* [Task prompt]: Emit the data below verbatim, stripping out any pictures.

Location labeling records
────────────────

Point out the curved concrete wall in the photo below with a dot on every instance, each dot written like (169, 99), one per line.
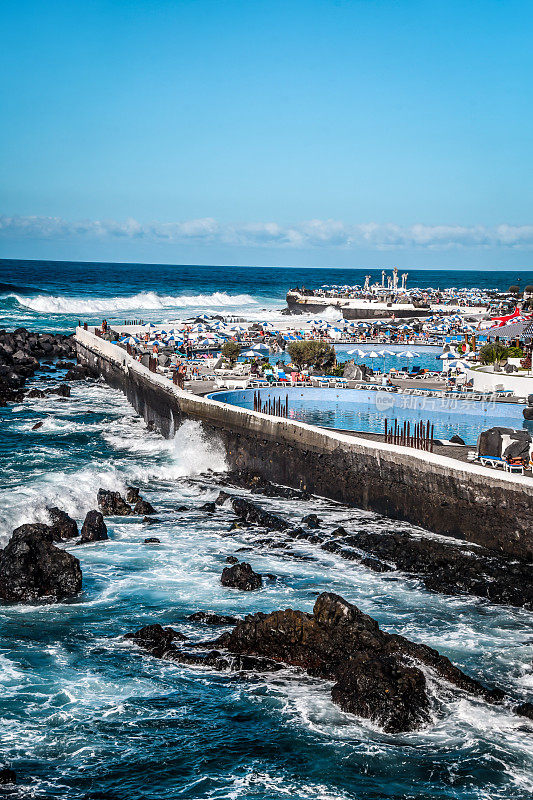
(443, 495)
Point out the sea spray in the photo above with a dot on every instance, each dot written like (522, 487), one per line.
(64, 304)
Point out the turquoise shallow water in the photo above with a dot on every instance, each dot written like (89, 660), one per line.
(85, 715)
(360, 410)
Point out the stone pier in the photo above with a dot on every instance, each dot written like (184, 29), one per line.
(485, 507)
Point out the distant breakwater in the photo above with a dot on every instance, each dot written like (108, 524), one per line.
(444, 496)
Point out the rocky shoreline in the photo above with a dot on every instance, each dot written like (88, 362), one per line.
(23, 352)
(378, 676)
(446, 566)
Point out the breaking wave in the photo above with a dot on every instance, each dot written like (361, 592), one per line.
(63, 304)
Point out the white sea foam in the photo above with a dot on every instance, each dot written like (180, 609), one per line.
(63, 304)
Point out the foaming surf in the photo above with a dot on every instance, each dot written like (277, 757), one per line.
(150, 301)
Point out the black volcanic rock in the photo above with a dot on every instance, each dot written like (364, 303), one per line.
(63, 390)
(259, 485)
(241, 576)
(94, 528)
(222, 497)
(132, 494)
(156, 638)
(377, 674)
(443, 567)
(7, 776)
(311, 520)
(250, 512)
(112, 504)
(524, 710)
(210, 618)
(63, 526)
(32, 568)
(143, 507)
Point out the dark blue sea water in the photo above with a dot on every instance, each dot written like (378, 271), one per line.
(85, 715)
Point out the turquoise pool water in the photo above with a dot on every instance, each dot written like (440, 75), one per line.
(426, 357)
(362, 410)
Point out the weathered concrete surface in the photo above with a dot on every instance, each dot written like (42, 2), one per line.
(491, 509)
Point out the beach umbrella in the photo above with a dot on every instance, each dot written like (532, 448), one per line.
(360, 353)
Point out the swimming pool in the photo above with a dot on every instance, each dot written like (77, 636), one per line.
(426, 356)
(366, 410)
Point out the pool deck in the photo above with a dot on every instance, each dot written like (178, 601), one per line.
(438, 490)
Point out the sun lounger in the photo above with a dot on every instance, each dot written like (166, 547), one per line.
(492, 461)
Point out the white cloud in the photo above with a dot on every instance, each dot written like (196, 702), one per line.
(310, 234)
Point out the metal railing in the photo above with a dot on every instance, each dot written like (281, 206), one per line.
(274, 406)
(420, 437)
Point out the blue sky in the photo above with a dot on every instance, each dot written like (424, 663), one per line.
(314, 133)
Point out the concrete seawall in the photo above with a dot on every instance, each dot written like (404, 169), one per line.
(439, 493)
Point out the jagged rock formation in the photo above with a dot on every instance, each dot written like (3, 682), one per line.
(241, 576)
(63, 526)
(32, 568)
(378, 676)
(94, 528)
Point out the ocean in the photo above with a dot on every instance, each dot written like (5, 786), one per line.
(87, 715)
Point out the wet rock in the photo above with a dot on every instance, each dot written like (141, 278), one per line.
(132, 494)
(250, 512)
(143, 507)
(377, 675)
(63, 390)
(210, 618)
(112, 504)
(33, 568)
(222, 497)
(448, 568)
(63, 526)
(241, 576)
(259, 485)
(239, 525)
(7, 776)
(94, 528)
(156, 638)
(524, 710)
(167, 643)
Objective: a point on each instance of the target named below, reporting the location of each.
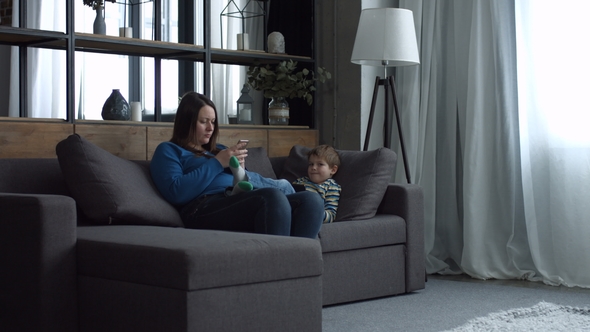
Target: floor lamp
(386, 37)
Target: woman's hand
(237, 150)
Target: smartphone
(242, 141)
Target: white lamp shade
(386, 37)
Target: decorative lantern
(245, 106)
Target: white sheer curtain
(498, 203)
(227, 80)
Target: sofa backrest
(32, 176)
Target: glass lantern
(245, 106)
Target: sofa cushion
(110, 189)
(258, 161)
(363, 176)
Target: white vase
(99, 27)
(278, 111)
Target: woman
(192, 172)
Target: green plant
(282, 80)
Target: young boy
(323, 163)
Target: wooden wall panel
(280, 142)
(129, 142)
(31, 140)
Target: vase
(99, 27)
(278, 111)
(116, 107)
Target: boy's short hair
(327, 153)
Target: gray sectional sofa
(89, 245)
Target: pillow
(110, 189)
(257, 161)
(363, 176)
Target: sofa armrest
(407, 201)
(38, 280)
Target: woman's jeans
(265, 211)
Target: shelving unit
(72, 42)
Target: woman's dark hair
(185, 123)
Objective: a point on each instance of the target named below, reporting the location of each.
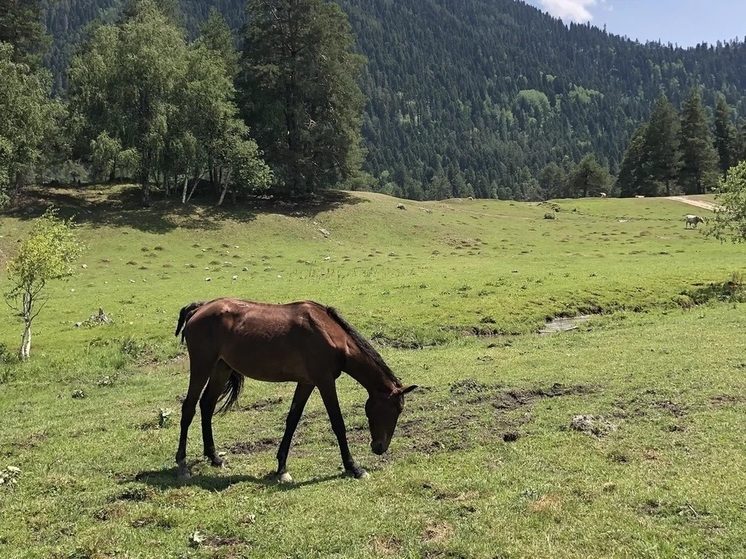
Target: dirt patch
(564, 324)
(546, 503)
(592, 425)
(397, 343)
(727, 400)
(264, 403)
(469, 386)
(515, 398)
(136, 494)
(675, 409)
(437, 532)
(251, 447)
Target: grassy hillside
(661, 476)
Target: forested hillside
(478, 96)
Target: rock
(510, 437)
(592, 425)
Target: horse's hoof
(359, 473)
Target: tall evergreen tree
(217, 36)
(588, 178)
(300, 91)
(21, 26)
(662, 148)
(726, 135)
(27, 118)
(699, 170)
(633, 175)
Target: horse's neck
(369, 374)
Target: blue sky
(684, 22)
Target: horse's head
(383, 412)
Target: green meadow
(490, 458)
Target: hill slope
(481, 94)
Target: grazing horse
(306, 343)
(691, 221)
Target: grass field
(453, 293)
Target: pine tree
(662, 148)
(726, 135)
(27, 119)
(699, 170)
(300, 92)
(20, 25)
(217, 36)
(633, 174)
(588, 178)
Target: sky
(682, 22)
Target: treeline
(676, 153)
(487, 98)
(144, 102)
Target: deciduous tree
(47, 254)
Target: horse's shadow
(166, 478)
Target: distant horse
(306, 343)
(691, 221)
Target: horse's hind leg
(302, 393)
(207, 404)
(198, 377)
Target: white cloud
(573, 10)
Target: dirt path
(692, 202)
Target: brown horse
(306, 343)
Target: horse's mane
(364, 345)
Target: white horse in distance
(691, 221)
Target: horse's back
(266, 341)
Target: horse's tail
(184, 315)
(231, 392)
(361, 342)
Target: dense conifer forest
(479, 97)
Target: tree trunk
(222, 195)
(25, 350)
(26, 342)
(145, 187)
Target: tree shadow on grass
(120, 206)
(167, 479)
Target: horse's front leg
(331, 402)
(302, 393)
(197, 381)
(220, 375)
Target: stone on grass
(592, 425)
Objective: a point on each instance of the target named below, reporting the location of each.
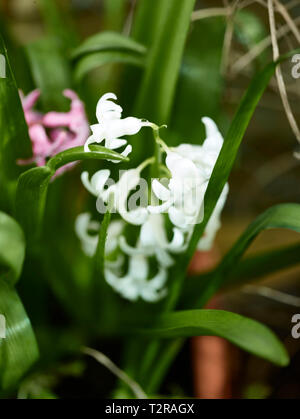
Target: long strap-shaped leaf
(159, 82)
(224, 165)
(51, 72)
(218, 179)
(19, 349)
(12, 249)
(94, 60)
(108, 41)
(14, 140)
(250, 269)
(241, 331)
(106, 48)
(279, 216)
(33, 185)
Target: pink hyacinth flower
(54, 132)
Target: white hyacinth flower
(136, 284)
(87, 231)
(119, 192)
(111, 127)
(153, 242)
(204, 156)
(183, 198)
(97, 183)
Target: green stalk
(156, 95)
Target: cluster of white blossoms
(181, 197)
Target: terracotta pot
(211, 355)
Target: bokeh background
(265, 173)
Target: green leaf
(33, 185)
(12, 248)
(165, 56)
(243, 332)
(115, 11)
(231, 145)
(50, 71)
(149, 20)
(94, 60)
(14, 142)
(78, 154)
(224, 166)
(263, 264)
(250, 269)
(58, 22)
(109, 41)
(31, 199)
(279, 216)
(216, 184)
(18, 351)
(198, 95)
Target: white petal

────────────────

* [Worked answer]:
Point out the curved concrete wall in the photo below with a dot on every instance, each dot written like (169, 99), one per line.
(443, 495)
Point out the sea spray in the photo above with a dot on every instance, each dot written like (522, 487), one per line.
(64, 304)
Point out the turquoise shallow water in the photo above with a dot on every instance, each dot written like (89, 660), one per line.
(85, 715)
(360, 410)
Point out the stone pier in the photo above with a dot on every instance, each dot written like (184, 29), one per line.
(485, 507)
Point out the distant breakwater in the photo above with a dot on every instance, each dot written like (108, 524), one per line.
(444, 496)
Point out the rocky shoreline in the photo above with a dot on every instance, each dot written like (88, 362), one per line.
(23, 352)
(378, 676)
(446, 566)
Point out the breaking wave in the photo above with a dot on every instance, each dot written like (361, 592), one per line.
(63, 304)
Point out the white sea foam in the photo above with a dot on every instance, each dot written like (180, 609), one per line.
(63, 304)
Point out the foaming surf in the photo above with a dot on every instance, each dot written like (277, 757), one per line.
(150, 301)
Point out the black volcanic rock in the photo above with a dot on every instance, each dot written like (364, 303), one per line.
(63, 390)
(259, 485)
(241, 576)
(94, 528)
(222, 497)
(132, 494)
(156, 638)
(377, 674)
(443, 567)
(7, 776)
(311, 520)
(250, 512)
(112, 504)
(524, 710)
(210, 618)
(63, 526)
(32, 568)
(143, 507)
Point out the dark blue sea water in the photo above with a dot on every instance, each dot written like (378, 271), one per line.
(85, 715)
Point out the turquoise pool water in the photo above with a dot on every instance, each dot written like (440, 75), one per line.
(426, 357)
(362, 410)
Point out the weathered concrete surface in the photo above with a dot on every instance, each dot written like (42, 2), one per line.
(491, 509)
Point out the beach umbrella in the photo above with a dot on every instance, each dot written like (532, 448), one per line.
(360, 353)
Point out the swimming pool in the photo above with a dot on every instance, each dot written like (77, 636), one per line.
(426, 356)
(366, 410)
Point out the pool deck in the photo above with a dot on every instance, each dot written like (178, 601), one per line.
(438, 490)
Point out the sun lounger in the photo above with a dot on every instance, each dot written like (166, 547), one per line.
(492, 461)
Point out the white cloud in the photo above with a dot on every instance, each dot written like (196, 702), one per line.
(310, 234)
Point out the metal railing in the photo above with a dot on every instance, each dot written like (281, 206), one per line.
(274, 406)
(420, 437)
Point out the blue sky in the photo above with a dot on every instance, each dot written like (424, 663), one per line.
(314, 133)
Point out the concrete seawall in the photo above with a dot on every instance, each dot written like (404, 169), one per line.
(439, 493)
Point out the jagged rock formation in the photo above with a dot on every instance, each dot written like (3, 682), one per line.
(241, 576)
(63, 526)
(32, 568)
(378, 676)
(94, 528)
Point out the ocean in the photo above with a dot on every instance, each dot written like (5, 786), one per line.
(87, 715)
Point out the wet rock in the photo above with a dot on every instance, each dot written like (141, 278), one per line.
(132, 494)
(250, 512)
(143, 507)
(377, 675)
(63, 390)
(210, 618)
(112, 504)
(33, 568)
(222, 497)
(448, 568)
(63, 526)
(241, 576)
(259, 485)
(239, 525)
(7, 776)
(94, 528)
(156, 638)
(524, 710)
(167, 643)
Objective: a point on each instance of the target named below, reporting the location of each.
Target: floor lamp
(386, 37)
Target: woman's hand
(237, 150)
Target: smartphone
(242, 141)
Target: white lamp shade
(386, 37)
Target: decorative lantern
(245, 106)
Target: white sheer curtain
(498, 203)
(227, 80)
Target: sofa backrest
(32, 176)
Target: glass lantern
(245, 106)
Target: sofa cushion
(110, 189)
(258, 161)
(363, 176)
Target: white vase
(99, 27)
(278, 111)
Target: woman
(192, 172)
Target: green plant
(282, 80)
Target: young boy
(323, 163)
Target: wooden wall panel
(280, 142)
(129, 142)
(31, 140)
Target: vase
(99, 27)
(278, 111)
(116, 107)
Target: boy's short hair
(327, 153)
Target: gray sectional sofa
(89, 245)
Target: pillow
(110, 189)
(257, 161)
(363, 176)
Target: sofa armrest
(407, 201)
(38, 280)
Target: woman's jeans
(265, 211)
Target: shelving unit
(72, 42)
Target: woman's dark hair
(185, 123)
Objective: a point on each instance of the target named below, reporting the location of each.
Target: dirt patch
(564, 324)
(546, 503)
(592, 425)
(397, 343)
(727, 400)
(264, 403)
(469, 386)
(515, 398)
(136, 494)
(675, 409)
(437, 532)
(251, 447)
Target: grassy hillside
(661, 476)
Target: forested hillside
(478, 96)
Target: rock
(510, 437)
(592, 425)
Target: horse's hoof
(359, 473)
Target: tall evergreen tree
(217, 36)
(588, 178)
(300, 91)
(21, 26)
(662, 148)
(726, 135)
(27, 118)
(699, 170)
(633, 175)
Target: horse's neck
(369, 374)
Target: blue sky
(684, 22)
Target: horse's head
(383, 412)
Target: green meadow
(490, 458)
Target: hill slope
(481, 94)
Target: grazing horse
(306, 343)
(691, 221)
Target: grass field
(453, 293)
Target: pine tree
(662, 148)
(726, 135)
(27, 119)
(699, 170)
(300, 92)
(20, 25)
(217, 36)
(633, 174)
(588, 178)
Target: sky
(682, 22)
Target: treeline
(676, 153)
(487, 98)
(144, 102)
Target: deciduous tree
(47, 254)
Target: horse's shadow
(166, 478)
Target: distant horse
(306, 343)
(691, 221)
Target: horse's hind leg
(302, 393)
(207, 404)
(198, 377)
Target: white cloud
(573, 10)
Target: dirt path
(692, 202)
Target: brown horse
(306, 343)
Target: horse's mane
(364, 345)
Target: white horse in distance
(691, 221)
Target: horse's back
(266, 341)
Target: horse's tail
(184, 315)
(231, 392)
(361, 342)
Target: dense conifer forest
(479, 97)
Target: tree trunk
(222, 195)
(25, 350)
(26, 342)
(145, 187)
Target: tree shadow on grass
(120, 206)
(167, 479)
Target: horse's front leg
(331, 402)
(302, 393)
(197, 381)
(220, 375)
Target: stone on grass
(592, 425)
Objective: a point on each instance of the target named below, reporting the location of each.
Target: long strap-shaped leaf
(159, 82)
(224, 165)
(51, 72)
(218, 179)
(19, 349)
(12, 249)
(94, 60)
(108, 41)
(14, 140)
(250, 269)
(241, 331)
(106, 48)
(279, 216)
(33, 185)
Target: pink hyacinth flower
(54, 132)
Target: white hyacinth flower
(136, 284)
(87, 231)
(119, 192)
(111, 127)
(153, 242)
(204, 156)
(183, 198)
(97, 183)
Target: green stalk
(156, 95)
Target: cluster of white blossoms
(181, 197)
Target: terracotta pot
(211, 355)
Target: bokeh background
(265, 173)
Target: green leaf
(33, 185)
(12, 248)
(165, 56)
(243, 332)
(115, 11)
(231, 145)
(50, 71)
(149, 20)
(94, 60)
(14, 142)
(78, 154)
(224, 166)
(263, 264)
(250, 269)
(58, 22)
(109, 41)
(31, 199)
(279, 216)
(216, 184)
(18, 351)
(198, 95)
Target: white petal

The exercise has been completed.